• _Work instruction_:
The reply should return the data in full, exactly as written.

• _Input_:
_ _ _
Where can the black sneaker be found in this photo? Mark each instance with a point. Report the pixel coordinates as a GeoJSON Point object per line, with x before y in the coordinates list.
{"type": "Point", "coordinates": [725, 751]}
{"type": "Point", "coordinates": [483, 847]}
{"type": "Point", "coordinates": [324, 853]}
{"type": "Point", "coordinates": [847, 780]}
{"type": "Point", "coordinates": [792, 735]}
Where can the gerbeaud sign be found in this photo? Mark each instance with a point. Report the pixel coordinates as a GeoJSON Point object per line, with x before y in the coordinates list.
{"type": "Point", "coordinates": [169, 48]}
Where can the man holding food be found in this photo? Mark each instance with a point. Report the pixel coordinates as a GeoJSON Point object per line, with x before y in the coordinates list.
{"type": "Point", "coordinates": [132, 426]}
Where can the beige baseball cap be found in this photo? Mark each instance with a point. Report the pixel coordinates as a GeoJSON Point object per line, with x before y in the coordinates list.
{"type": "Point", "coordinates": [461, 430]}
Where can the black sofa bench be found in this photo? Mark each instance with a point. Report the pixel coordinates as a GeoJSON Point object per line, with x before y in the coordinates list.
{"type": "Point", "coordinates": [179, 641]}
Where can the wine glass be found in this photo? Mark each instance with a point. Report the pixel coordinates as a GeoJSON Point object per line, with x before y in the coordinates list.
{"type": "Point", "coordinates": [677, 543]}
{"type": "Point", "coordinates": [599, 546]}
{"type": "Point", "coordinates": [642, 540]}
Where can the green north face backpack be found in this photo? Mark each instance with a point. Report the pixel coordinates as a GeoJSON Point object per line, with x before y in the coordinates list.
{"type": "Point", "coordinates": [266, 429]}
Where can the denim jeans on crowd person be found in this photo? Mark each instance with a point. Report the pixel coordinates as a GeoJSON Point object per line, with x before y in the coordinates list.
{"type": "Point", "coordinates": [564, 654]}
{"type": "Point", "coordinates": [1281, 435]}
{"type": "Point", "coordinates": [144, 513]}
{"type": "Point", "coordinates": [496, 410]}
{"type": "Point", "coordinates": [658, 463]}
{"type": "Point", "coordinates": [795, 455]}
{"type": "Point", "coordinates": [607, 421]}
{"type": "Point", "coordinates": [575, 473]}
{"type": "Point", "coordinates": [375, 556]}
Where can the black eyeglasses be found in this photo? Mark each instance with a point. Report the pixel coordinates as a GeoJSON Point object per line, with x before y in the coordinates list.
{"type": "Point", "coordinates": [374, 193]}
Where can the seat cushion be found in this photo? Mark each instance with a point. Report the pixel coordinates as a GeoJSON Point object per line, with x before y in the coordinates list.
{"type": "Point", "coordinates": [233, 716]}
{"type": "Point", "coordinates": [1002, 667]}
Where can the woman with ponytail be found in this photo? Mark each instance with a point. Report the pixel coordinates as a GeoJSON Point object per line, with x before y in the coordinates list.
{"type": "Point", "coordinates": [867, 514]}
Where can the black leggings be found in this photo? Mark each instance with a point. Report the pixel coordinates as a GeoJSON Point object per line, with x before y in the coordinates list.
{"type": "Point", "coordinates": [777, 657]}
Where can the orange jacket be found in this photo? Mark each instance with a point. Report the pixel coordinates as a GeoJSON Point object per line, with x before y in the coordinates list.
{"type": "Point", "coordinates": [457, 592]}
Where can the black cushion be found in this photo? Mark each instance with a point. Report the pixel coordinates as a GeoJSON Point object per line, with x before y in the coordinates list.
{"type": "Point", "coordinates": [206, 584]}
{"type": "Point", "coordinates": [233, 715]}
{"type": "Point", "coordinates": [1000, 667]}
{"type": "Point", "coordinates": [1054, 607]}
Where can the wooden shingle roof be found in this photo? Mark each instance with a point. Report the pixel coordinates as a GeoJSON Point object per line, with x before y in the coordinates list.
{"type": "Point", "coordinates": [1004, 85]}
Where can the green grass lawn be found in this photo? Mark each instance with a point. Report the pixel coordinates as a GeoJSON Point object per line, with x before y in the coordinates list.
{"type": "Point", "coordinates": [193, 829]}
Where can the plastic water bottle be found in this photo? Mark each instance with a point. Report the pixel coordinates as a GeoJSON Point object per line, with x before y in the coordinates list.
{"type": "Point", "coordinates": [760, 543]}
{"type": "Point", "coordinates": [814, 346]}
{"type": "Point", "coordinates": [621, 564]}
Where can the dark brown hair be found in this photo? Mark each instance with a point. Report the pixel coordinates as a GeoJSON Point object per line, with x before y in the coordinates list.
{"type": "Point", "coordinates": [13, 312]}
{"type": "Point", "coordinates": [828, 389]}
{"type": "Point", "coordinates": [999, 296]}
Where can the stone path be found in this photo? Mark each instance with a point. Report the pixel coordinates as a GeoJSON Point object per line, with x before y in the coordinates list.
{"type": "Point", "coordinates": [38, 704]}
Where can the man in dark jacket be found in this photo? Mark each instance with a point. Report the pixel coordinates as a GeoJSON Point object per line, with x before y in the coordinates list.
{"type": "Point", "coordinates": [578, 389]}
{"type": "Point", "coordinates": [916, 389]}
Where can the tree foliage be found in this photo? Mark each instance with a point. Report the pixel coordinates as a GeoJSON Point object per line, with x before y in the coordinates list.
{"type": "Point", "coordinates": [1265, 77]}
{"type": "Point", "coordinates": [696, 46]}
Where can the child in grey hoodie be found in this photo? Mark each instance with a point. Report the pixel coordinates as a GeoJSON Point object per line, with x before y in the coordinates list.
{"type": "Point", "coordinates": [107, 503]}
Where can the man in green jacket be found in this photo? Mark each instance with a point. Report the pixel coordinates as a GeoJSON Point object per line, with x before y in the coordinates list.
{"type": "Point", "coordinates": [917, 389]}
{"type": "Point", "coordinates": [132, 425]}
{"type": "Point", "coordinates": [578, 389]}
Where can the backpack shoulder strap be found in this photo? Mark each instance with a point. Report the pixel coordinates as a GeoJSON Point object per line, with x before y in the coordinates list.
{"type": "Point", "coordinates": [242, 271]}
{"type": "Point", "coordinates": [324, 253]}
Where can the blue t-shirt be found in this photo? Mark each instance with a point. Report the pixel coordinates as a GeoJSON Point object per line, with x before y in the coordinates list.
_ _ _
• _Solution_:
Where can the black sneaker be found in this photo? Mark each instance with a point. Report the pixel coordinates as a GeoJSON Point object per line, with x before y in the coordinates list.
{"type": "Point", "coordinates": [725, 751]}
{"type": "Point", "coordinates": [483, 847]}
{"type": "Point", "coordinates": [324, 853]}
{"type": "Point", "coordinates": [847, 780]}
{"type": "Point", "coordinates": [792, 735]}
Where can the gerbeaud sign be found in this photo? Mark each instance with a point. Report the pixel coordinates as a GeoJSON Point object per line, with x before y in the coordinates list.
{"type": "Point", "coordinates": [169, 48]}
Where can the man holding food be found in this photo? Mark each instance with a point. Report the pixel coordinates as a GeoJSON Point object per line, with x before y in the coordinates list.
{"type": "Point", "coordinates": [132, 426]}
Where can the beige baseball cap be found in this photo? Mark each instance with a point. Report the pixel coordinates as a GeoJSON Point object per line, with x before y in the coordinates list.
{"type": "Point", "coordinates": [461, 430]}
Where can the black sofa bench be found in this photo? Mark each instance with a point. Report the pixel coordinates as a GeoJSON Point object per line, with x before y in the coordinates list.
{"type": "Point", "coordinates": [179, 641]}
Where can the wine glass be found in this photo? Mark each instance with a point. Report the pixel coordinates as a GeoJSON Point object per line, with x before y in the coordinates list.
{"type": "Point", "coordinates": [677, 543]}
{"type": "Point", "coordinates": [599, 546]}
{"type": "Point", "coordinates": [642, 540]}
Where can the green north face backpack be found in this photo? Mark each instance with a point. Report the pixel coordinates as a GeoJSON Point object per line, with x before y in the coordinates list.
{"type": "Point", "coordinates": [266, 429]}
Where can the denim jeans on crowd person be found in this photo? Mark each instance with a point. Report the pixel coordinates as a GeoJSON Point object per line, with x before y in the coordinates list.
{"type": "Point", "coordinates": [564, 654]}
{"type": "Point", "coordinates": [1281, 435]}
{"type": "Point", "coordinates": [144, 513]}
{"type": "Point", "coordinates": [496, 410]}
{"type": "Point", "coordinates": [658, 463]}
{"type": "Point", "coordinates": [795, 455]}
{"type": "Point", "coordinates": [607, 421]}
{"type": "Point", "coordinates": [575, 473]}
{"type": "Point", "coordinates": [375, 556]}
Where can the black eyeglasses be found in this photo? Mark each instance with a point. Report the pixel coordinates as a GeoJSON Point object per line, with x before y in the coordinates list.
{"type": "Point", "coordinates": [374, 193]}
Where can the seat cushion be found in this photo? Mark each instance with a point. Report the pixel coordinates as a GeoJSON Point object per line, with x before y in the coordinates list.
{"type": "Point", "coordinates": [233, 716]}
{"type": "Point", "coordinates": [1002, 667]}
Where can the woman with ponytail be found in this photo? Mark each instance with a point. Report the pixel coordinates as a GeoJSON Point object per line, with x before y in the coordinates list.
{"type": "Point", "coordinates": [867, 514]}
Where can the black leggings be found in this photo? Mark each instance with a point. Report the pixel coordinates as a GeoJSON Point object per line, with x before y in the coordinates list.
{"type": "Point", "coordinates": [777, 657]}
Where can the orange jacket be found in this photo? Mark each instance with a point. Report the pixel coordinates as a GeoJSON Point object per line, with x before y in the coordinates list.
{"type": "Point", "coordinates": [457, 592]}
Where can the black cushion be found in this photo? Mark each instance with a point. Report the pixel coordinates as a GeoJSON Point object per line, with x before y in the coordinates list.
{"type": "Point", "coordinates": [206, 584]}
{"type": "Point", "coordinates": [233, 715]}
{"type": "Point", "coordinates": [1000, 667]}
{"type": "Point", "coordinates": [1054, 607]}
Where can the wooden shingle roof be found in this photo? Mark each instance with a point. Report the pixel coordinates as a GeoJSON Point object per line, with x before y in the coordinates list.
{"type": "Point", "coordinates": [1004, 85]}
Where can the green grass lawn be found in this photo? Mark each instance with a point. Report the pixel coordinates as a GeoJSON Point object per line, with x before y in the coordinates list.
{"type": "Point", "coordinates": [193, 829]}
Where can the plastic water bottle be found in this photo? Mark each instance with a point. Report the pixel coordinates as a GeoJSON Point object per line, with x before y in the coordinates list.
{"type": "Point", "coordinates": [760, 543]}
{"type": "Point", "coordinates": [814, 346]}
{"type": "Point", "coordinates": [621, 564]}
Where can the dark brown hair be found in this photo? Mark each instance with a point. Report the pixel coordinates as a GeoJSON Point object per line, with x before y in the coordinates list.
{"type": "Point", "coordinates": [13, 312]}
{"type": "Point", "coordinates": [828, 389]}
{"type": "Point", "coordinates": [999, 296]}
Where can the stone path be found in this photo? Mark each instance with a point. Report the pixel coordinates as a GeoJSON Point object per line, with x before y in the coordinates list.
{"type": "Point", "coordinates": [38, 704]}
Where can the man in dark jacket be found in this photo? Mark each instance with a point. Report the pixel coordinates as a GeoJSON Point object per line, with x before y in the coordinates list.
{"type": "Point", "coordinates": [578, 389]}
{"type": "Point", "coordinates": [916, 389]}
Where can the tree foliage be found in this photo? Mark each instance with a point. Report the pixel coordinates as a GeoJSON Point object per line, with x before y in the coordinates list.
{"type": "Point", "coordinates": [1265, 77]}
{"type": "Point", "coordinates": [696, 46]}
Where can the child in grey hoodie be found in this photo? Mark each instance with a point. Report the pixel coordinates as a GeoJSON Point object per line, with x before y in the coordinates list.
{"type": "Point", "coordinates": [107, 503]}
Where can the man in green jacket be found in this photo? Mark each instance with a point. Report the pixel coordinates as a GeoJSON Point object per line, with x before y in the coordinates list.
{"type": "Point", "coordinates": [917, 389]}
{"type": "Point", "coordinates": [132, 425]}
{"type": "Point", "coordinates": [578, 389]}
Where can the backpack shoulder strap be found in this photo? Mark each instance with a point. Report the pixel coordinates as a GeoJSON Point object per line, with x before y in the coordinates list.
{"type": "Point", "coordinates": [242, 271]}
{"type": "Point", "coordinates": [324, 253]}
Where can the blue t-shirt be found in this photo? Mark each instance with a point. Report the pixel coordinates as a GeoJSON Point object per line, with x before y in the coordinates list.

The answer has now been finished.